**DATASET RECORDS:**
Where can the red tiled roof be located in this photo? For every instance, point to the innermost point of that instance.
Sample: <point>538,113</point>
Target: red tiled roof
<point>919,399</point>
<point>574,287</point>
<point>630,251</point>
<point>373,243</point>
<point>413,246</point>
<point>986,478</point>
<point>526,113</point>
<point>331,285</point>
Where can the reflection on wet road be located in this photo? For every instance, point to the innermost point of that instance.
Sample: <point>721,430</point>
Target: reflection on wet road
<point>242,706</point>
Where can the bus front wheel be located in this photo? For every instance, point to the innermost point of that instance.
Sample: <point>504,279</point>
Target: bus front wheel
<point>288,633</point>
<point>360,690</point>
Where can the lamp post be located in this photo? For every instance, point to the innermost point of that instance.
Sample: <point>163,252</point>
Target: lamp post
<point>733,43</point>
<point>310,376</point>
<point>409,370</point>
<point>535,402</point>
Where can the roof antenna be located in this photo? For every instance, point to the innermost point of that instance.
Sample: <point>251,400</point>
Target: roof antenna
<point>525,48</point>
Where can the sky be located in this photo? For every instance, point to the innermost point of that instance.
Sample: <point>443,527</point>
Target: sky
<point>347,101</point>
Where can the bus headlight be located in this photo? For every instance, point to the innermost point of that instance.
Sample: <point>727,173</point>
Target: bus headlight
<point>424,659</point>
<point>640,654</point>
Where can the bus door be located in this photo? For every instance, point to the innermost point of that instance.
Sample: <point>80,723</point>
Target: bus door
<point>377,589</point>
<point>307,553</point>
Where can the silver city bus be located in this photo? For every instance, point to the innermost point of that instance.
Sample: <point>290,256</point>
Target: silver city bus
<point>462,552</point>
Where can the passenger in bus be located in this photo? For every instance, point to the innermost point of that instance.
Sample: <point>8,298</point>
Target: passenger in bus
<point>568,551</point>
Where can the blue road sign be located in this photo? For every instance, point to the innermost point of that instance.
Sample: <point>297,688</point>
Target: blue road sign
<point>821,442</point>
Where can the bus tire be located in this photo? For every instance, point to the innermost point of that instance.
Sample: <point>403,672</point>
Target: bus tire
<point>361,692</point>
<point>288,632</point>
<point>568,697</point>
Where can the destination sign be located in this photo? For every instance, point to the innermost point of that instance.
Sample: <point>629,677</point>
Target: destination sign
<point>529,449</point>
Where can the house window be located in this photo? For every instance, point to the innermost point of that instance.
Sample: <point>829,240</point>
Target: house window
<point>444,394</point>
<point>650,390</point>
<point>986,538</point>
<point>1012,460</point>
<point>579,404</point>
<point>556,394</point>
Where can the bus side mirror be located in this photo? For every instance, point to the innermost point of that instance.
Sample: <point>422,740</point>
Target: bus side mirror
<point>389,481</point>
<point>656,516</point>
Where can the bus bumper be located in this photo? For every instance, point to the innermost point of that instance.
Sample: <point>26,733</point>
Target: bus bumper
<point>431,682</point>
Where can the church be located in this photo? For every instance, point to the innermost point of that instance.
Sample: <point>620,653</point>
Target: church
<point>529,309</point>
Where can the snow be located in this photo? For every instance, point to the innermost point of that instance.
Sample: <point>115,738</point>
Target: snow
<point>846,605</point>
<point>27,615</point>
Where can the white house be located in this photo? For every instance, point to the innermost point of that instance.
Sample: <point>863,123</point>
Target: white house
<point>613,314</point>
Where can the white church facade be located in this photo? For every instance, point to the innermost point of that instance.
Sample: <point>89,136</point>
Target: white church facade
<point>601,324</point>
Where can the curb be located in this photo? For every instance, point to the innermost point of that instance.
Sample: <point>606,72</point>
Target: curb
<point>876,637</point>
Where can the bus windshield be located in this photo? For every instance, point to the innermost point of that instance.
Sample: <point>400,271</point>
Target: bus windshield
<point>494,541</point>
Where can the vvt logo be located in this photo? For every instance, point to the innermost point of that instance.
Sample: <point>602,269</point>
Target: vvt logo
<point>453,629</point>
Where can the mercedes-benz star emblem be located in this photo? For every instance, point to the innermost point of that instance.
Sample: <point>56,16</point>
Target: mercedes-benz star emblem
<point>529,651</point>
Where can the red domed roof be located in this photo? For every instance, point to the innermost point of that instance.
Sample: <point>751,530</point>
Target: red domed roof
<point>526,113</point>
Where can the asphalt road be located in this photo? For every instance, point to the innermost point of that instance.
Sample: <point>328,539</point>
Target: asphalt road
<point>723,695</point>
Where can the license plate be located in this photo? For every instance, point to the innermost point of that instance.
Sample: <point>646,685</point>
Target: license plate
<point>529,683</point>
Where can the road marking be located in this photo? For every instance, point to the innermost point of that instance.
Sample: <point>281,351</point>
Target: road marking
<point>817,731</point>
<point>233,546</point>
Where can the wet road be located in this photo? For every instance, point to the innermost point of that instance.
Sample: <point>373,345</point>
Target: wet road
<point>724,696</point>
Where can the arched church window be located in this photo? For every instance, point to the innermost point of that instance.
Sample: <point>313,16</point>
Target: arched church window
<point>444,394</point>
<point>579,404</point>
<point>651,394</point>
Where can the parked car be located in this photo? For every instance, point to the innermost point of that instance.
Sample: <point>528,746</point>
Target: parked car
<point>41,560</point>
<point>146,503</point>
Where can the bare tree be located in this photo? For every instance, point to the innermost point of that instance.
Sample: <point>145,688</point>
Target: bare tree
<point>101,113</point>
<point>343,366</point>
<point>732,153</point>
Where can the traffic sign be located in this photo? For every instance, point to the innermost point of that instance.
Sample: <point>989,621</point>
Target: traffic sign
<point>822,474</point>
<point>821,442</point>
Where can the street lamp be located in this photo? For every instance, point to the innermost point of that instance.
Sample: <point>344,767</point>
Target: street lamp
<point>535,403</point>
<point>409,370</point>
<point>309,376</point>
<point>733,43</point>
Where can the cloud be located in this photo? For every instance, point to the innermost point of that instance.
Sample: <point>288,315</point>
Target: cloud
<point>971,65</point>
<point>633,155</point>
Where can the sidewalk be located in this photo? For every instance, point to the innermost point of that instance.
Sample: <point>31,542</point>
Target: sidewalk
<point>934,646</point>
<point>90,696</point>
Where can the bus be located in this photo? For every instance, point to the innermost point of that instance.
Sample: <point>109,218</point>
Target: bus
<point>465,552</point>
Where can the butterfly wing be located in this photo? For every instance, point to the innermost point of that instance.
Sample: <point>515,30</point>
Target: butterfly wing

**STATED GOAL:**
Convert all the items above into a JSON list of strings, one string per line, with blank lines omitted.

**OUTPUT BELOW:**
[
  "Where can the red tiled roof be located in this photo? For every instance, point to the innermost point of that instance.",
  "Sample: <point>538,113</point>",
  "Target: red tiled roof",
  "<point>919,399</point>",
  "<point>574,287</point>",
  "<point>630,251</point>",
  "<point>373,243</point>",
  "<point>413,246</point>",
  "<point>986,478</point>",
  "<point>526,113</point>",
  "<point>331,285</point>",
  "Where can the reflection on wet road be located in this photo? For every instance, point to the innermost point of that instance.",
  "Sample: <point>721,430</point>",
  "Target: reflection on wet road",
  "<point>242,706</point>",
  "Where can the bus front wheel be located in this photo? For every instance, point to the innermost point of that instance.",
  "Sample: <point>504,279</point>",
  "Target: bus front wheel",
  "<point>288,633</point>",
  "<point>360,690</point>",
  "Where can the lamp post be located in this photo? For every instance, point to the innermost point of that instance.",
  "Sample: <point>163,252</point>",
  "Target: lamp post",
  "<point>733,43</point>",
  "<point>310,376</point>",
  "<point>409,370</point>",
  "<point>535,402</point>",
  "Where can the roof antenna be located in this photo? For every instance, point to the innermost point of that instance.",
  "Sample: <point>251,400</point>",
  "Target: roof antenna",
  "<point>525,48</point>",
  "Where can the sky be located in this photo? For every instance, point to the innermost point of that instance.",
  "Sample: <point>443,527</point>",
  "Target: sky",
  "<point>347,101</point>",
  "Where can the bus headlight be located in this photo? For every instance, point to the innermost point of that instance.",
  "Sample: <point>727,173</point>",
  "Target: bus headlight",
  "<point>424,659</point>",
  "<point>640,654</point>",
  "Where can the bus door be located in this photo? For every instance, point to the innermost point of that instance.",
  "Sample: <point>80,723</point>",
  "Target: bus door",
  "<point>377,589</point>",
  "<point>307,553</point>",
  "Where can the silver city bus be located in this photo? For every instance, point to the innermost point of that instance.",
  "Sample: <point>290,256</point>",
  "Target: silver city bus",
  "<point>462,552</point>",
  "Where can the passenger in bus be located in this photo? For every instance, point to the innermost point of that instance.",
  "Sample: <point>8,298</point>",
  "Target: passenger in bus",
  "<point>568,551</point>",
  "Where can the blue road sign be located in this photo? For every instance, point to the innermost point of that instance.",
  "Sample: <point>297,688</point>",
  "Target: blue road sign",
  "<point>821,442</point>",
  "Where can the bus tire be located in this photo? For every instance, point to the innermost point of that instance.",
  "Sample: <point>403,672</point>",
  "Target: bus tire",
  "<point>361,692</point>",
  "<point>288,632</point>",
  "<point>568,697</point>",
  "Where can the destination sign be located in this photo? For every instance, point to the innermost point of that instance.",
  "Sample: <point>629,677</point>",
  "Target: destination sign",
  "<point>529,449</point>",
  "Where can the house window be located in this photo? For every instance, point to the innermost point of that instance.",
  "Sample: <point>829,240</point>",
  "Target: house window",
  "<point>444,394</point>",
  "<point>650,390</point>",
  "<point>986,538</point>",
  "<point>1012,460</point>",
  "<point>579,404</point>",
  "<point>556,394</point>",
  "Where can the bus side mirror be located in this photo? For every instance, point to the innermost point of that instance.",
  "Sample: <point>422,740</point>",
  "Target: bus side mirror",
  "<point>389,481</point>",
  "<point>656,516</point>",
  "Where can the bus bumper be located in this photo? For every instance, point to the innermost point of that instance.",
  "Sample: <point>26,733</point>",
  "Target: bus bumper",
  "<point>431,682</point>",
  "Where can the church be located in this photo? For every instance, point to the innermost point of that instance.",
  "Sample: <point>620,653</point>",
  "Target: church",
  "<point>529,309</point>",
  "Where can the snow be located in this photo? For every instance, point to the innermost point of that instance.",
  "Sample: <point>115,738</point>",
  "Target: snow",
  "<point>846,605</point>",
  "<point>27,615</point>",
  "Where can the white house be located in this photo? For every instance, point to the innermost point of that instance.",
  "Sample: <point>863,123</point>",
  "Target: white house",
  "<point>613,314</point>",
  "Where can the white church facade be located in this photo? For every instance, point to the innermost point of that instance.",
  "Sample: <point>89,136</point>",
  "Target: white church facade",
  "<point>601,324</point>",
  "Where can the curb be located in this photo? For every instance, point to the innermost point of that instance.",
  "Sample: <point>606,72</point>",
  "Target: curb",
  "<point>876,637</point>",
  "Where can the bus windshield be located in this photo? For every instance, point to the innermost point of that instance.",
  "Sample: <point>400,271</point>",
  "Target: bus windshield",
  "<point>494,541</point>",
  "Where can the vvt logo be located in this photo? For every instance, point to the innermost point of that instance.",
  "Sample: <point>602,269</point>",
  "Target: vvt logo",
  "<point>453,629</point>",
  "Where can the mercedes-benz star emblem be located in this photo? For every instance, point to the innermost point of that instance.",
  "Sample: <point>56,16</point>",
  "Target: mercedes-benz star emblem",
  "<point>529,651</point>",
  "Where can the red domed roof be located in this photo? For every instance, point to the innermost point of that instance.",
  "Sample: <point>751,530</point>",
  "Target: red domed roof",
  "<point>526,113</point>",
  "Where can the asphalt road be located in this photo? For every instance, point to the innermost point of that instance.",
  "Sample: <point>328,539</point>",
  "Target: asphalt road",
  "<point>723,695</point>",
  "Where can the license plate be located in this photo? For every instance, point to the innermost point of that instance.",
  "Sample: <point>646,685</point>",
  "Target: license plate",
  "<point>529,683</point>",
  "Where can the road marking be located in this photo? For every instance, point to the innermost point of that instance.",
  "Sample: <point>281,351</point>",
  "Target: road marking",
  "<point>817,731</point>",
  "<point>233,546</point>",
  "Where can the wet road be located in this photo? For every instance, point to the innermost point of that instance.",
  "Sample: <point>373,345</point>",
  "Target: wet road",
  "<point>724,696</point>",
  "Where can the arched church window be located in this photo? For every instance, point to the innermost point of that instance.",
  "Sample: <point>313,16</point>",
  "Target: arched church window",
  "<point>444,394</point>",
  "<point>579,404</point>",
  "<point>651,394</point>",
  "Where can the parked car be located in this photo? For every instance, point to the innermost point of that instance.",
  "Sample: <point>528,746</point>",
  "Target: parked car",
  "<point>41,560</point>",
  "<point>146,503</point>",
  "Where can the bare tree be located in this photo? For every instance, point to the innermost point of that instance.",
  "Sample: <point>145,688</point>",
  "Target: bare tree",
  "<point>101,113</point>",
  "<point>343,366</point>",
  "<point>732,153</point>",
  "Where can the traffic sign be located in this photo? For every instance, point to the innermost point of that instance.",
  "Sample: <point>989,621</point>",
  "Target: traffic sign",
  "<point>822,474</point>",
  "<point>821,442</point>",
  "Where can the street lamp be located in this photo? For every instance, point to the innermost point of that instance.",
  "Sample: <point>344,767</point>",
  "Target: street lamp",
  "<point>535,403</point>",
  "<point>409,370</point>",
  "<point>309,376</point>",
  "<point>733,43</point>",
  "Where can the cloud be located in this photo? For every instance, point to the innermost point of that instance.",
  "Sample: <point>288,315</point>",
  "Target: cloud",
  "<point>971,65</point>",
  "<point>633,155</point>",
  "Where can the sidewalk be located in this photo? For every instance, point to the innermost point of that instance.",
  "Sample: <point>31,542</point>",
  "Target: sidewalk",
  "<point>934,646</point>",
  "<point>90,696</point>",
  "Where can the bus be located in this photo? For every instance, point to the innermost point of that instance.",
  "Sample: <point>109,218</point>",
  "Target: bus",
  "<point>465,552</point>",
  "Where can the butterfly wing be located in this photo? For every instance, point to the innermost point of that instance.",
  "Sample: <point>515,30</point>",
  "Target: butterfly wing"
]